***** Input data
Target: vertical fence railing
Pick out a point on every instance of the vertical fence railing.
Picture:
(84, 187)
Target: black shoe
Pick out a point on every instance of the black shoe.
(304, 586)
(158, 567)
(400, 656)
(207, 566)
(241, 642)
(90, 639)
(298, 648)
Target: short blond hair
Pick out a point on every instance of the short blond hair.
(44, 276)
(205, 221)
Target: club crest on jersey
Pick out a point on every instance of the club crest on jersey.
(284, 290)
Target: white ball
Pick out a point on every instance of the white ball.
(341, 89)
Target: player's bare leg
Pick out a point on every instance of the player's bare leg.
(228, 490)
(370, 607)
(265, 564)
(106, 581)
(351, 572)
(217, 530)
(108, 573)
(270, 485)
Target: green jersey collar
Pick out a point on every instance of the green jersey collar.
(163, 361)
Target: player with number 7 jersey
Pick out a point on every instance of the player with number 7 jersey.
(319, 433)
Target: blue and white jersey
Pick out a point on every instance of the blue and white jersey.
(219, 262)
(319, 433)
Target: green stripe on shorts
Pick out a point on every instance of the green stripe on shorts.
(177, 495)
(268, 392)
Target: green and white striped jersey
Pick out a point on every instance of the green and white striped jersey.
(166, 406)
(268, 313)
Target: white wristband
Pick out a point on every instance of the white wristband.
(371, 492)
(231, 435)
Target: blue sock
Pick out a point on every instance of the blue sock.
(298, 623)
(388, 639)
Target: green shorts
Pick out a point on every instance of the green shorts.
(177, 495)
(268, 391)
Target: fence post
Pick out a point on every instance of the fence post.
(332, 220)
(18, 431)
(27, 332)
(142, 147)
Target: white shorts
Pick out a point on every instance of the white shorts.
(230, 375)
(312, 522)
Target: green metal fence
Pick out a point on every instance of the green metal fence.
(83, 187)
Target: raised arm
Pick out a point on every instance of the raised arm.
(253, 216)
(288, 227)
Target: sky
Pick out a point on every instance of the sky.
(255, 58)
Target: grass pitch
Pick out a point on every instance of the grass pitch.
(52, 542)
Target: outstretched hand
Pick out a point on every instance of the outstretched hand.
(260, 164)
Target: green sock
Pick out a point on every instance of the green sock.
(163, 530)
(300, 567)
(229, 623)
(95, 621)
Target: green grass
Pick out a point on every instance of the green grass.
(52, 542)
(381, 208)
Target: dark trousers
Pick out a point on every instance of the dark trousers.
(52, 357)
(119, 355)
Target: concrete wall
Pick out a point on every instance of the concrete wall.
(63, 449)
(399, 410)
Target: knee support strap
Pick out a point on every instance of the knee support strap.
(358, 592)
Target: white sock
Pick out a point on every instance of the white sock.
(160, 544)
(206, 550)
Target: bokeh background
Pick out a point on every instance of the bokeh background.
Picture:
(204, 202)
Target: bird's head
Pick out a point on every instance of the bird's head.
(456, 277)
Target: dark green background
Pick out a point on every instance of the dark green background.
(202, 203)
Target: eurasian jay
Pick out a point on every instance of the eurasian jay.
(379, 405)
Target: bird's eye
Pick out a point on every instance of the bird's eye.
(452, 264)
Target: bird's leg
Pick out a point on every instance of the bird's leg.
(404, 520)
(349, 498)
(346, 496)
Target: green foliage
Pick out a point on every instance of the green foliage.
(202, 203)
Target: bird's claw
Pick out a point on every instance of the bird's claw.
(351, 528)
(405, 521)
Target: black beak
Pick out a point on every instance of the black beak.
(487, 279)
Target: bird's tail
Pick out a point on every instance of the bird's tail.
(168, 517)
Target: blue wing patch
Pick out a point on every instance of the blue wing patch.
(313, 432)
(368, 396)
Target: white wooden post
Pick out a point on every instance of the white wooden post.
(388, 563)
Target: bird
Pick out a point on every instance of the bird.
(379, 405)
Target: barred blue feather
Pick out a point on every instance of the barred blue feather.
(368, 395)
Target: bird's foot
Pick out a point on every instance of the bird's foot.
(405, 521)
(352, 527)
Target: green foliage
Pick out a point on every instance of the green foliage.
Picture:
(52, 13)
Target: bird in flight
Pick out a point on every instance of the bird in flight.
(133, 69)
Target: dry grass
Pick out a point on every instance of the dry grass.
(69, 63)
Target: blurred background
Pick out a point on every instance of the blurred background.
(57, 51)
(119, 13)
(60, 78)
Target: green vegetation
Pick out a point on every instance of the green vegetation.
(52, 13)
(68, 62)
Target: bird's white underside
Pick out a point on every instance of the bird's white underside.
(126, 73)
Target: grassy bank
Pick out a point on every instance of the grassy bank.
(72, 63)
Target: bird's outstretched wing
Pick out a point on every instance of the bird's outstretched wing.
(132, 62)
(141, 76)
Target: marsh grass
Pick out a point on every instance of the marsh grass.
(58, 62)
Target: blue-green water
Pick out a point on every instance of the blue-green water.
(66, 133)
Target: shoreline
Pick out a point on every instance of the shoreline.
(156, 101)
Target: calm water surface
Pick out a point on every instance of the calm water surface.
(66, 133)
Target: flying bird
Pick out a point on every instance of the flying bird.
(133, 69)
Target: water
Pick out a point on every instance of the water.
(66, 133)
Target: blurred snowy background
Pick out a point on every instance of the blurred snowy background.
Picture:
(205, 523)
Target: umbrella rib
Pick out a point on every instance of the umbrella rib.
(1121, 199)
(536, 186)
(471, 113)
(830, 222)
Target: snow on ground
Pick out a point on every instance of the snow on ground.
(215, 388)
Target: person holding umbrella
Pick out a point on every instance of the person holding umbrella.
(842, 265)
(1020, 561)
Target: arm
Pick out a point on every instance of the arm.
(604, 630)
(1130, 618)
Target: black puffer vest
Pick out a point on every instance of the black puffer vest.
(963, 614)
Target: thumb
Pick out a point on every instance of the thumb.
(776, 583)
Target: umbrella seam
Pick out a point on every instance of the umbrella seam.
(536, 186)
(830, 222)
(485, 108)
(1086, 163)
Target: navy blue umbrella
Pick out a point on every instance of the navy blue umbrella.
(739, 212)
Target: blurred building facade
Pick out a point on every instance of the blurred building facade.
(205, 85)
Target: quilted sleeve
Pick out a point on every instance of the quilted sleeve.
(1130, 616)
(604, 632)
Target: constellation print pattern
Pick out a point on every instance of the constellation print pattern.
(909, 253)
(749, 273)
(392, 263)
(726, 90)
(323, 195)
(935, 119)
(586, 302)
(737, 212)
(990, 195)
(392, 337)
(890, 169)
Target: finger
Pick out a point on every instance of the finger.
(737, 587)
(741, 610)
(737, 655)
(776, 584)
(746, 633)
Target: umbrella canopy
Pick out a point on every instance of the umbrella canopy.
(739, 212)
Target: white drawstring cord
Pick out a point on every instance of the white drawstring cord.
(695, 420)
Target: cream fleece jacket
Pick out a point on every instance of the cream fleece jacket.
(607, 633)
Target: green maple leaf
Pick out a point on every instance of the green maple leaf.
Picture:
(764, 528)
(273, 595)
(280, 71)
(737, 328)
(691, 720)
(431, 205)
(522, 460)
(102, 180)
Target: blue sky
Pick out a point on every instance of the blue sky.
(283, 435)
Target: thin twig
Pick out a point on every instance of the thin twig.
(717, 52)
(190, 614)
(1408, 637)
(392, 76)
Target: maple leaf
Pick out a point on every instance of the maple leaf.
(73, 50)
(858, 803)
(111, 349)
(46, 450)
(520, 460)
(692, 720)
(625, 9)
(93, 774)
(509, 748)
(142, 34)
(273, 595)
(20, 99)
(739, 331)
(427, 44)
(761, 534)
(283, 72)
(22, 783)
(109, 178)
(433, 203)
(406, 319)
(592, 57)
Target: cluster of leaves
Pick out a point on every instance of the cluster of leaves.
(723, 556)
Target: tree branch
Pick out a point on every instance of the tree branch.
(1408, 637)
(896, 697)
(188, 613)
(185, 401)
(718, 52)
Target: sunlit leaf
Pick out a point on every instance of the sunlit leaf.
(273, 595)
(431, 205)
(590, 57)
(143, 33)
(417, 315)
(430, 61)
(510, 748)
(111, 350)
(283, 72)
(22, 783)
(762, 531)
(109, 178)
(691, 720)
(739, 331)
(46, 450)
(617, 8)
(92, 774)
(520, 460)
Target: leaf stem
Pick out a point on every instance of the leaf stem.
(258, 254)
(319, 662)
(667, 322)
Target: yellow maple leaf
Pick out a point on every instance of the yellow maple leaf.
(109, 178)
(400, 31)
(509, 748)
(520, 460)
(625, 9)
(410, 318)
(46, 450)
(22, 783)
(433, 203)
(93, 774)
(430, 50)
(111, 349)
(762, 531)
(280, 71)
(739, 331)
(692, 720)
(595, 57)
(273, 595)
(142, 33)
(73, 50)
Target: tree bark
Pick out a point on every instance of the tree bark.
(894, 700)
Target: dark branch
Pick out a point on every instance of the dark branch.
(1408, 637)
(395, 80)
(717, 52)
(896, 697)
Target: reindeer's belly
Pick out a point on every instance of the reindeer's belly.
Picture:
**********
Return the lines above precisely as they appear, beginning at the first line and ending at the line with "Target: green and white striped jersey", and nothing after it.

Answer to this exercise
Target: vertical fence railing
Pick out a point on every instance of the vertical fence railing.
Picture:
(84, 187)
Target: black shoe
Pick out a point on every instance of the black shoe.
(304, 586)
(158, 567)
(400, 656)
(207, 566)
(241, 642)
(90, 639)
(298, 648)
Target: short blond hair
Pick out a point on every instance of the short blond hair.
(44, 276)
(205, 221)
Target: club crest on jersey
Pick out a point on every instance of the club crest on jersey.
(284, 290)
Target: white ball
Pick out a point on every instance of the white ball.
(341, 89)
Target: player's bare leg
Pick out a point on every instance of the player's bare leg.
(228, 490)
(370, 607)
(265, 564)
(106, 581)
(351, 572)
(217, 530)
(108, 573)
(270, 485)
Target: green jersey collar
Pick out a point on every instance of the green jersey collar.
(163, 361)
Target: player with number 7 jersey
Pick out a point on every instance of the player with number 7 jersey.
(319, 433)
Target: blue and white jersey
Pick out a point on every instance of the blue and white jersey.
(219, 262)
(319, 433)
Target: green stripe on shorts
Pick out a point on every instance of the green stripe on shorts.
(177, 495)
(268, 392)
Target: green and white striped jersey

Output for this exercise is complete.